Given data Start Marker

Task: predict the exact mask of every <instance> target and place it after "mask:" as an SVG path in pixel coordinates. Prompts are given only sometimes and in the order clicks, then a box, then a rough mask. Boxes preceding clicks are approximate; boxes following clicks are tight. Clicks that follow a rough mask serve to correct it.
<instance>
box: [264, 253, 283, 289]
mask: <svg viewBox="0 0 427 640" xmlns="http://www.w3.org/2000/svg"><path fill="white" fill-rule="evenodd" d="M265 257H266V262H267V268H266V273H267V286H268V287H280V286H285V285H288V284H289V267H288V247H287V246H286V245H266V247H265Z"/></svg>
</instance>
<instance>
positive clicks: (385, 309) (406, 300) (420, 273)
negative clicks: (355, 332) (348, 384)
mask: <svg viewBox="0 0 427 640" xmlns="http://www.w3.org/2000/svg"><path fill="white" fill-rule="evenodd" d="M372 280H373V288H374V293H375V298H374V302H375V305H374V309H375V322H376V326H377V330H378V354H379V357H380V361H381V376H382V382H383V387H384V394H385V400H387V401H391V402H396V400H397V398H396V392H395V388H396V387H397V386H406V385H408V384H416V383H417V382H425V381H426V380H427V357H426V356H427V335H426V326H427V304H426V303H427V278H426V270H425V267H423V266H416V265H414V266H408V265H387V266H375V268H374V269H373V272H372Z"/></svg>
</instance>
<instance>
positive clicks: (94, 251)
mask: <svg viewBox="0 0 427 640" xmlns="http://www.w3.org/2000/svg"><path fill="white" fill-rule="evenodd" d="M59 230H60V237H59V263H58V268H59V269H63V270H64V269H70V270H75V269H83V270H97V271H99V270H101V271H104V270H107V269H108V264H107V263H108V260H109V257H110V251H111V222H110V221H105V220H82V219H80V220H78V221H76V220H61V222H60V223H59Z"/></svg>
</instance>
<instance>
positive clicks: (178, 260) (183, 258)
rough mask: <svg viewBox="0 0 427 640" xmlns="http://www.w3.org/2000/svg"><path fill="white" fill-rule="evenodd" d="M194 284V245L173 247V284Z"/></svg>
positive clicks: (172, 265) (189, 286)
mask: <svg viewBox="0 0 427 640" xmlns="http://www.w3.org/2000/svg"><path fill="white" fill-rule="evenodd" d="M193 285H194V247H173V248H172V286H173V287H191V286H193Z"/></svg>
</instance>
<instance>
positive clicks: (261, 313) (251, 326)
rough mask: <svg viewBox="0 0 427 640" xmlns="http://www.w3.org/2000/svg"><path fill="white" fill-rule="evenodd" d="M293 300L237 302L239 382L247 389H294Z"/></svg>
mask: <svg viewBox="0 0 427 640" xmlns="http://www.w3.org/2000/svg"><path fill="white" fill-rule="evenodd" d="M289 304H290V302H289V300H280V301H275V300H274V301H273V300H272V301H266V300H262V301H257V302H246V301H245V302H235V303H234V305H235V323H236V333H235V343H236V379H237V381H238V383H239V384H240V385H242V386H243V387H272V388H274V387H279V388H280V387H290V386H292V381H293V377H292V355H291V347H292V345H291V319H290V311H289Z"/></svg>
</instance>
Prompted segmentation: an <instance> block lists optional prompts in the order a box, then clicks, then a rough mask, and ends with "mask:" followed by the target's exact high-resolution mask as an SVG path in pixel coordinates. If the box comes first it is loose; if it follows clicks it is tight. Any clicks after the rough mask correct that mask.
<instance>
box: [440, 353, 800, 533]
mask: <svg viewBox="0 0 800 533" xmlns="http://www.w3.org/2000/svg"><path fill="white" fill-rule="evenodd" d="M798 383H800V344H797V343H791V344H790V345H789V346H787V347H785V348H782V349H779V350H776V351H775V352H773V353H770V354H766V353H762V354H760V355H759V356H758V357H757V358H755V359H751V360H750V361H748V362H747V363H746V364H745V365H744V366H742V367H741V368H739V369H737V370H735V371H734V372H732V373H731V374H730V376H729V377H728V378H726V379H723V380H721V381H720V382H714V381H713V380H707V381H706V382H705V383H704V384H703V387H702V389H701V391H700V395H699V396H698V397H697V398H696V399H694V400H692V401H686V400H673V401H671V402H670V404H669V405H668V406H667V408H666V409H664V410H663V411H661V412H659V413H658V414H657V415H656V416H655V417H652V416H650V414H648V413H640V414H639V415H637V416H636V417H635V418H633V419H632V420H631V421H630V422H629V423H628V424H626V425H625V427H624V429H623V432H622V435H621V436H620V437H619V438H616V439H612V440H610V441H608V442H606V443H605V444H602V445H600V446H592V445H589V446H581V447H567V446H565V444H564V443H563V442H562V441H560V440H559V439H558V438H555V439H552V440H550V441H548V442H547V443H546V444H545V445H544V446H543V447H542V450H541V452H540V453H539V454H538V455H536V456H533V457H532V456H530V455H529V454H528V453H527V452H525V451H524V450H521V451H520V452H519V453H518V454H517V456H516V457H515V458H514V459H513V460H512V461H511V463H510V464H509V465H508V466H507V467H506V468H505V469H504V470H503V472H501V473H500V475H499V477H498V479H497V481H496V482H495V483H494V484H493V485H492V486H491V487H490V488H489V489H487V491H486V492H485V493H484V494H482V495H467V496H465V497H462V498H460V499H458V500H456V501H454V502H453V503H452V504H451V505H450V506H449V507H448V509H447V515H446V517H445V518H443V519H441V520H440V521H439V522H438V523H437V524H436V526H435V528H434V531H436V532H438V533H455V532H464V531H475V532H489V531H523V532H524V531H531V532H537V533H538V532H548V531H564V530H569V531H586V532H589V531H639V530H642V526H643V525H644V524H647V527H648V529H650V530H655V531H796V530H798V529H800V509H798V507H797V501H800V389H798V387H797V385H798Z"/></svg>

Given data End Marker
Given data Start Marker

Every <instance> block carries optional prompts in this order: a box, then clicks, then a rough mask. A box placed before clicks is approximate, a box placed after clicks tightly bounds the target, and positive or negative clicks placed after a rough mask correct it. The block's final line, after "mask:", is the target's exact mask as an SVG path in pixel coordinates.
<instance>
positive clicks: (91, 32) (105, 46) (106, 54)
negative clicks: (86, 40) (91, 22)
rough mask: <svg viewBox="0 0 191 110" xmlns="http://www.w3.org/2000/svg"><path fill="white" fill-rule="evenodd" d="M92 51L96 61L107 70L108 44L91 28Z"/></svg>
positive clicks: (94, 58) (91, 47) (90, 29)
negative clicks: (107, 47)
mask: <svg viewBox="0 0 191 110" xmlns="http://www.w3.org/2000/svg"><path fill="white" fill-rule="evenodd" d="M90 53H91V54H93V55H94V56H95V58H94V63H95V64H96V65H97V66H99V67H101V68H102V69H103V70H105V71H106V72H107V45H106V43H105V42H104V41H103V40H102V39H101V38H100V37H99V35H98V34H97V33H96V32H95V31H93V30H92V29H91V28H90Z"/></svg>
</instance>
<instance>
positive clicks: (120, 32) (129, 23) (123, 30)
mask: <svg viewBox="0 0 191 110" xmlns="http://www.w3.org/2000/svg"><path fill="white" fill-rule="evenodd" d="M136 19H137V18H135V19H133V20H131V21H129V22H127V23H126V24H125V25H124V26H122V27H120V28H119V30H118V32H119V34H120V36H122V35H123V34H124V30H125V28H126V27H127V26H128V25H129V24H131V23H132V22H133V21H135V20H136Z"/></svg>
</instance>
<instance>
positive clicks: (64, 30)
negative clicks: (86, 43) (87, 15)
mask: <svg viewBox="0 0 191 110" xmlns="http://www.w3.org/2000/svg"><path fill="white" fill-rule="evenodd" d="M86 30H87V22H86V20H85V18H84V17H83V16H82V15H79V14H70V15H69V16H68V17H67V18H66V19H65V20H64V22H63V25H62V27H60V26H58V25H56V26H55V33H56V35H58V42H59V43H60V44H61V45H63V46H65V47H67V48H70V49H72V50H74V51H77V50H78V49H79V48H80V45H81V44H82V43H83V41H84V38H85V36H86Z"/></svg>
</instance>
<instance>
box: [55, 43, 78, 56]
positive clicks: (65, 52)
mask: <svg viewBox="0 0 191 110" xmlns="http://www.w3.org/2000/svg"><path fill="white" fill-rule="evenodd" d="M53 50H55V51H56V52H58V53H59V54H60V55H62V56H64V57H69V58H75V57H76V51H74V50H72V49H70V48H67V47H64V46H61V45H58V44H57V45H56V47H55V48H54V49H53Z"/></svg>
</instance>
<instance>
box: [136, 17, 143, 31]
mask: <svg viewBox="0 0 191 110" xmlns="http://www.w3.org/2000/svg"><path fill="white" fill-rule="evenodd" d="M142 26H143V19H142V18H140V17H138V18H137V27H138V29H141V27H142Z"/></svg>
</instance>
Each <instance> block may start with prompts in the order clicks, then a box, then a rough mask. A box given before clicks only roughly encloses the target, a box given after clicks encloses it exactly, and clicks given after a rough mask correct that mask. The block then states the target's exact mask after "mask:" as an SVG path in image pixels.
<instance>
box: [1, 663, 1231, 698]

Given data End Marker

What to do
Return, from the data above, each line in which the string "with" appears.

Result
Prompted segmentation: an <instance> block lists optional prompts in the order a box, then clicks, then a rough mask, and ends with "mask:" followed by the target's exact high-resolution mask as an SVG path in pixel coordinates. If the box comes first it is loose; if it follows clicks it is tight. Any clicks after the rough mask correct that mask.
Each <instance> block may start with prompts in the order clicks, then a box, then a rough mask. A box given before clicks only roughly encloses the target, a box given after clicks encloses it exactly, and clicks given after a rough mask correct that mask. The block then states the target's exact mask after "mask:" as an SVG path in image pixels.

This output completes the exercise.